Write out, word for word, only the lines from the one containing "of the purple" through the final line of the data.

• **DATA FOR THE TASK**:

•••••

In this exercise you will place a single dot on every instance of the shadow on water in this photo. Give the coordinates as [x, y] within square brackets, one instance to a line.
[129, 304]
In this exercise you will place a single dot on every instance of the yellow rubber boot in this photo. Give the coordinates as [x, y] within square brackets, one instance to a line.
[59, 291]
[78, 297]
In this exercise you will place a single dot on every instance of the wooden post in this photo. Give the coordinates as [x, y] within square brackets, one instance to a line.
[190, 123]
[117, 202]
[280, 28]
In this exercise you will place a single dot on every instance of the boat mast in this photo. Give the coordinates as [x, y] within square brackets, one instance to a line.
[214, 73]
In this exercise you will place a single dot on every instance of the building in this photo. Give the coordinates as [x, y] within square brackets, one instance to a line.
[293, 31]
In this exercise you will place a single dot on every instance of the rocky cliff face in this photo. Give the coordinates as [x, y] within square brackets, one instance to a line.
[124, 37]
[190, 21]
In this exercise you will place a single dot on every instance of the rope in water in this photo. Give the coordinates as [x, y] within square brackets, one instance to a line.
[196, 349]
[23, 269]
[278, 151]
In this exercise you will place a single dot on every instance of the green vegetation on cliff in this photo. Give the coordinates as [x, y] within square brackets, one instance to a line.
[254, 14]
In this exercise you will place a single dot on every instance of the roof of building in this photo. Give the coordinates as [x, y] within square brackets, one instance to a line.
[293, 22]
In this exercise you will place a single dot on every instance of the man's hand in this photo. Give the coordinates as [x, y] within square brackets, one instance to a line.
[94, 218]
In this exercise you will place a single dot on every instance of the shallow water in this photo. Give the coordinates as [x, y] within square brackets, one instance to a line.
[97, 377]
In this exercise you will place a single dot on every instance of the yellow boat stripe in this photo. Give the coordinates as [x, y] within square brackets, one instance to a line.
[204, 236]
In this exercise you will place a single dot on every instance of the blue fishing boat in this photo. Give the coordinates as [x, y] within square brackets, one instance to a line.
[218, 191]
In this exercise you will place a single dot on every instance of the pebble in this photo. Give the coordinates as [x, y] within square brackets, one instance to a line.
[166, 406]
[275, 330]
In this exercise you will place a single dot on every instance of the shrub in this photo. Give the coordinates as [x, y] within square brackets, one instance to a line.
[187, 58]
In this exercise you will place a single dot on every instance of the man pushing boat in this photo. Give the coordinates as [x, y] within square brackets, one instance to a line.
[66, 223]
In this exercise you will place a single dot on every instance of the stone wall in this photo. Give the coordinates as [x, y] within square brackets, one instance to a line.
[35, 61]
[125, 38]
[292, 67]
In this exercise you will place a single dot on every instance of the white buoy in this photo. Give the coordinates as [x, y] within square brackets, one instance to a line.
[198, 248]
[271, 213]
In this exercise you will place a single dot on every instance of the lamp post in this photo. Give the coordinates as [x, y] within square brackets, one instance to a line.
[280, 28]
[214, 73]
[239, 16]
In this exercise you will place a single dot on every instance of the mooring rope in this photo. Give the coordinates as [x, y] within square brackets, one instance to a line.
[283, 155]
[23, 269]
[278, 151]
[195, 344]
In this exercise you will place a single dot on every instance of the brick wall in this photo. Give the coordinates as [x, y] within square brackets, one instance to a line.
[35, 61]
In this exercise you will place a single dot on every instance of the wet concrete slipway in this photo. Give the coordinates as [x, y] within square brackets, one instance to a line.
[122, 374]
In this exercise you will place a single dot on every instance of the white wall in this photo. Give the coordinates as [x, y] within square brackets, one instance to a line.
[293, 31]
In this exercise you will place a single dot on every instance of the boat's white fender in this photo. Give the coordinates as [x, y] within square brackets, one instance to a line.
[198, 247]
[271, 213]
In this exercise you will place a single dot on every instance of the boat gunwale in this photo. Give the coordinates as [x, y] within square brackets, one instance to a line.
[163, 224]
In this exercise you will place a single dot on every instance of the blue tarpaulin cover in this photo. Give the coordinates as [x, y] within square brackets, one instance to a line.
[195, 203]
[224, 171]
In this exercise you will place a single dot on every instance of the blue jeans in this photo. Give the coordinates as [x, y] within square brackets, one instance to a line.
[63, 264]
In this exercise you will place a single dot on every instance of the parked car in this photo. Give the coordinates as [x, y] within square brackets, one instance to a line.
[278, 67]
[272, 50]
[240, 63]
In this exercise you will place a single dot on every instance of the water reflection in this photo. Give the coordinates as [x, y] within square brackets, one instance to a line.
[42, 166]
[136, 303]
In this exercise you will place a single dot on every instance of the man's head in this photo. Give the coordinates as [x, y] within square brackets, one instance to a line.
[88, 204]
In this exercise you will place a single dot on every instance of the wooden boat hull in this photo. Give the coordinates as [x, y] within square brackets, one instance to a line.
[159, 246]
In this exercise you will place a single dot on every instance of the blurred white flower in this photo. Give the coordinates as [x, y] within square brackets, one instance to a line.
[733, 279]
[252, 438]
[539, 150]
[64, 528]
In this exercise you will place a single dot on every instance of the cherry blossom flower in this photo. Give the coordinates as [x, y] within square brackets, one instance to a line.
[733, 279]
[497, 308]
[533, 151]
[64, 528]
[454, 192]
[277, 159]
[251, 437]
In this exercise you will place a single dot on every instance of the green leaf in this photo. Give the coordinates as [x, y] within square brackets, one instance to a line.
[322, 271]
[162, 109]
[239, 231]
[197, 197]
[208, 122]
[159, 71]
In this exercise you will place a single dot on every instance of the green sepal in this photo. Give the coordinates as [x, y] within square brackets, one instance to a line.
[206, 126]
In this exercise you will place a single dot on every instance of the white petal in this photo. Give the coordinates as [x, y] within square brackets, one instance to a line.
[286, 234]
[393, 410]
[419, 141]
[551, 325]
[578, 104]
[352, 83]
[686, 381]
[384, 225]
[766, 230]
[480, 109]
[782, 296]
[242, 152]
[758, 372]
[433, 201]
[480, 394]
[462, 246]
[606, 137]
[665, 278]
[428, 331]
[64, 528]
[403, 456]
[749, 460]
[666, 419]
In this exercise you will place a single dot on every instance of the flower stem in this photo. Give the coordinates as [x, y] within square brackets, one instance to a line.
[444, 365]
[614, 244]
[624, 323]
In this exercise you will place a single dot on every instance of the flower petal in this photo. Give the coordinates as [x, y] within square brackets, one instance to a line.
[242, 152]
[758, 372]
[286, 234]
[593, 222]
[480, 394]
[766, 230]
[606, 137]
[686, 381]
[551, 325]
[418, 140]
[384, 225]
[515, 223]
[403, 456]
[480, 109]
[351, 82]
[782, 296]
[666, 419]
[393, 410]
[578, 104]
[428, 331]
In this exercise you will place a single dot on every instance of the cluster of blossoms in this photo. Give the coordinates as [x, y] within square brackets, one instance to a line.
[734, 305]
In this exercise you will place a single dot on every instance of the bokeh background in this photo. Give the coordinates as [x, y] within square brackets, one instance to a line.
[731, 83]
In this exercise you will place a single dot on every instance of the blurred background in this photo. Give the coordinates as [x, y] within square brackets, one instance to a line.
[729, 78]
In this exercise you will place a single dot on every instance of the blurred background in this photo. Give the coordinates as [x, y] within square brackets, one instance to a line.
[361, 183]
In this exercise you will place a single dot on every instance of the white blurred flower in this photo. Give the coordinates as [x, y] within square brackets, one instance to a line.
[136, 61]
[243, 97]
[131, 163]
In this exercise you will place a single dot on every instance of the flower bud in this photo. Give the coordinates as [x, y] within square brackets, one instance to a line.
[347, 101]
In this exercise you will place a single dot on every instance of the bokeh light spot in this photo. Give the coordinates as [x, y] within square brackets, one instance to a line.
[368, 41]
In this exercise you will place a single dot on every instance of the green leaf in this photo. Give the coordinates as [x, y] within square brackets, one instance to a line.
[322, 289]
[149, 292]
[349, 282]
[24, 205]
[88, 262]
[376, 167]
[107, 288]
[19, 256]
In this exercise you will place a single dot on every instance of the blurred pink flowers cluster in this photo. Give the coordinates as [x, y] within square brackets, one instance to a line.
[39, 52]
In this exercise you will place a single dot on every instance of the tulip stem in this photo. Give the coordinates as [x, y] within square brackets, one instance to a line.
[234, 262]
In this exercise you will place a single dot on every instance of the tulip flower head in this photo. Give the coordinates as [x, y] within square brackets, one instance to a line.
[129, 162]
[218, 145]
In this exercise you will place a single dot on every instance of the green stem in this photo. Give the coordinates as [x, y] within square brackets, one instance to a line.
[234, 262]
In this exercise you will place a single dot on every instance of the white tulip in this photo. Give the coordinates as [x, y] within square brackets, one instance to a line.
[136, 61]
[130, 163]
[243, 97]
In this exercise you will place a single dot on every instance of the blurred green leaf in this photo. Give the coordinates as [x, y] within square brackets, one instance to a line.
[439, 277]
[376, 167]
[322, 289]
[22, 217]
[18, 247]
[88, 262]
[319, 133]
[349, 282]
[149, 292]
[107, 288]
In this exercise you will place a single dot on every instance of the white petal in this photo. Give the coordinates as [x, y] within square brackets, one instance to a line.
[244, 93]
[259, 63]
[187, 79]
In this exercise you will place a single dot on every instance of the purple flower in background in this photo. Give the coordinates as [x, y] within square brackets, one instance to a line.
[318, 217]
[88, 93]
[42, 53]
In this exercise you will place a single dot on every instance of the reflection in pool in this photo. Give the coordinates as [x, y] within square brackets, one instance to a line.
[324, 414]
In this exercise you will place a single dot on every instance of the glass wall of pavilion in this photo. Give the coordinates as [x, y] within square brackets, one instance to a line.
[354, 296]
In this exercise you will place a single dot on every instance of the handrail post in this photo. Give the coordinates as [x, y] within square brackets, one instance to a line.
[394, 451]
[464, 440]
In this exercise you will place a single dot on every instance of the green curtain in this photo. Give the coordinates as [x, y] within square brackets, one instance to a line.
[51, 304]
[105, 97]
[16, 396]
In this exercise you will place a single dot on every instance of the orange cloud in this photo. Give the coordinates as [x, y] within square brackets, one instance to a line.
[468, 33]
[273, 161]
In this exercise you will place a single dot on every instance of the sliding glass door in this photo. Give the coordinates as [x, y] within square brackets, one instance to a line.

•••••

• **EXERCISE SOLUTION**:
In this exercise you will place a single dot on every instance of the purple flower in background in this photo. Give the coordinates as [x, y] within square brackets, one instance to a line.
[318, 217]
[88, 93]
[42, 53]
In this exercise you will place a single dot on every instance of the reflection in pool in this photo. Give the coordinates as [x, y] within square brackets, one instance to a line.
[324, 414]
In this exercise you will place a single dot on every instance of the glass wall of pavilion in this photo. Give the coordinates as [x, y] within square brackets, one instance to a line.
[354, 296]
In this exercise you will place a single dot on every instance of the handrail post in this photo. Give the coordinates as [x, y] within square brackets, one instance to a line.
[394, 451]
[464, 440]
In this exercise you will place a single dot on every instance of the green curtain in this photo. Give the coordinates as [x, y] within square brackets, one instance to a line.
[51, 304]
[105, 97]
[16, 396]
In this exercise you will place a single dot on every instance of the orange cloud in this photo. Give the coordinates as [x, y] within square brackets, one instance to a line.
[468, 33]
[273, 161]
In this exercise you will place a single dot on every instance of the sliding glass door in this photo. Give the coordinates as [x, y] within square brackets, one instance to a line.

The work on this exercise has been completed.